--- START ---
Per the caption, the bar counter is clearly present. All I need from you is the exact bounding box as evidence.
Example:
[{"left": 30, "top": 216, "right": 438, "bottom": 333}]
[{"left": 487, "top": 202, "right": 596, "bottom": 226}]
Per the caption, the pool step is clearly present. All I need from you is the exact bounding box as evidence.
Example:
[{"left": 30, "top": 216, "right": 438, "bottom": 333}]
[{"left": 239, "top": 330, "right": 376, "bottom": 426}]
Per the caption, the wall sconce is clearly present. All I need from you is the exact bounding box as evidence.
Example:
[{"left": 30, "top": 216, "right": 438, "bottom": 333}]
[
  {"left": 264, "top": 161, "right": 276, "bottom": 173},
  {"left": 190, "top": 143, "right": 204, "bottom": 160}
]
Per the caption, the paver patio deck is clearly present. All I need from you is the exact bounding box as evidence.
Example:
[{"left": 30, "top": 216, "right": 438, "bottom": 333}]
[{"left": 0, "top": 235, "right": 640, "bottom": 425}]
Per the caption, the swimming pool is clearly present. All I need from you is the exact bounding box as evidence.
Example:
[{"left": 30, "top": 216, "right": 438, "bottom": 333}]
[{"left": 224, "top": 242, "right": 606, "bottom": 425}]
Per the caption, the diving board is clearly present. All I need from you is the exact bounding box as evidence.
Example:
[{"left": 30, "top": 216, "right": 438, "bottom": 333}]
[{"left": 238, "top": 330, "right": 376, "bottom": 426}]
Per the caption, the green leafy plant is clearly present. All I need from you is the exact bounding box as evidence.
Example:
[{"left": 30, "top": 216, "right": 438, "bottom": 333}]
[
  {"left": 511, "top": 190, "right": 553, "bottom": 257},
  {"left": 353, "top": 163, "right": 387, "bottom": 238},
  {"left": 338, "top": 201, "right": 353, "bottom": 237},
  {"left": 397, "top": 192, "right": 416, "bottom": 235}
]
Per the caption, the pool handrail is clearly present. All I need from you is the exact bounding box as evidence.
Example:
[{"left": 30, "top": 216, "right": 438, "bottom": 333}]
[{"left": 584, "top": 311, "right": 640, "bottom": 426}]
--- END ---
Reproduce all of the records above, substituting "description" for every occurrence of "caption" and leaving everything else unchanged.

Reply:
Per the description, the bar counter is clearly present. All I need from you is the exact bounding box as evidence.
Example:
[{"left": 30, "top": 216, "right": 438, "bottom": 333}]
[{"left": 487, "top": 202, "right": 596, "bottom": 226}]
Per the description, the pool step is clearly present. All I need from you is the exact bounding box as evidence.
Example:
[{"left": 30, "top": 216, "right": 438, "bottom": 333}]
[{"left": 239, "top": 330, "right": 376, "bottom": 426}]
Per the description, the wall sconce is clearly present. All I need from you is the exact bounding box as evidence.
Example:
[{"left": 30, "top": 216, "right": 438, "bottom": 333}]
[
  {"left": 264, "top": 161, "right": 276, "bottom": 173},
  {"left": 190, "top": 143, "right": 204, "bottom": 160}
]
Per the description, the paver patio deck is clearly present. All I need from you is the exact bounding box as evidence.
Example:
[{"left": 30, "top": 216, "right": 438, "bottom": 333}]
[{"left": 0, "top": 235, "right": 640, "bottom": 425}]
Per the description, the swimming pool is clearly present. All I need from you is the exact bounding box as evidence.
Example:
[{"left": 30, "top": 216, "right": 438, "bottom": 333}]
[{"left": 224, "top": 242, "right": 606, "bottom": 425}]
Per the description, the diving board is clearly present. All I need from you is the exact bounding box as evidence.
Example:
[{"left": 30, "top": 216, "right": 438, "bottom": 333}]
[{"left": 238, "top": 330, "right": 376, "bottom": 426}]
Per the description, the green leafy plant is clearly present. All I need from you is the exact bounding box as evidence.
Example:
[{"left": 30, "top": 216, "right": 438, "bottom": 333}]
[
  {"left": 511, "top": 190, "right": 553, "bottom": 257},
  {"left": 353, "top": 163, "right": 387, "bottom": 238},
  {"left": 338, "top": 201, "right": 353, "bottom": 237},
  {"left": 397, "top": 192, "right": 416, "bottom": 235}
]
Per the description, the pool handrail is clearly present. All I need from you is the exact bounding box as evidence.
Example:
[{"left": 30, "top": 216, "right": 438, "bottom": 333}]
[{"left": 584, "top": 311, "right": 640, "bottom": 426}]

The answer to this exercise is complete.